=== Begin Enclosure ===

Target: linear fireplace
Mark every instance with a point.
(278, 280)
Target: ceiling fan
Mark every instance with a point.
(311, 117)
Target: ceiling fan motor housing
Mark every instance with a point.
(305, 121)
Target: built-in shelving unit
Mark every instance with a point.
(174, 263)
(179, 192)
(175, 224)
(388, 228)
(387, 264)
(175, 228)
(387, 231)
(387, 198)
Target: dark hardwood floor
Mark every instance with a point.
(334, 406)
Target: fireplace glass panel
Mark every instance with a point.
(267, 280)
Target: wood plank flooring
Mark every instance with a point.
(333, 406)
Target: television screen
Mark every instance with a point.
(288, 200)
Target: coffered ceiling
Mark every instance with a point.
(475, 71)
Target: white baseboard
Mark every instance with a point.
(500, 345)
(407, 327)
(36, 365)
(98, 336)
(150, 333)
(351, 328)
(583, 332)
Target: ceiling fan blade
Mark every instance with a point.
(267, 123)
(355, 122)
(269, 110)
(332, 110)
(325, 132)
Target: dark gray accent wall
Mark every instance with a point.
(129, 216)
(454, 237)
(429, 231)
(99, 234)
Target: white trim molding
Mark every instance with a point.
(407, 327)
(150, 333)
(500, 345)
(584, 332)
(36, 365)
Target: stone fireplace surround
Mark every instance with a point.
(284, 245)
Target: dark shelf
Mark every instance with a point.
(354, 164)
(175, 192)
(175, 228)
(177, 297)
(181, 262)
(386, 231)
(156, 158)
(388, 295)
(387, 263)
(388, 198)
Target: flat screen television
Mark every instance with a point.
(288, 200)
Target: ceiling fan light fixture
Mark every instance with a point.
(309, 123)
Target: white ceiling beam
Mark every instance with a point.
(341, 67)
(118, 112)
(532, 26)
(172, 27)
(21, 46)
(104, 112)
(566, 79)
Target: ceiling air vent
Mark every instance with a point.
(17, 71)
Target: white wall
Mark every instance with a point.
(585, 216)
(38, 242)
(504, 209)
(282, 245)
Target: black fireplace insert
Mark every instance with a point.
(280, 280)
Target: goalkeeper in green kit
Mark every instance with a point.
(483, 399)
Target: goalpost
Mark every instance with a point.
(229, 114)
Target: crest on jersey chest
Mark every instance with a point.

=== End Enclosure ===

> **GOAL OF THE EXERCISE**
Search the listing above for "dark" and copy every line that holds it.

> **YOUR SOLUTION**
Target: dark hardwood floor
Target: dark gray accent wall
Target: dark shelf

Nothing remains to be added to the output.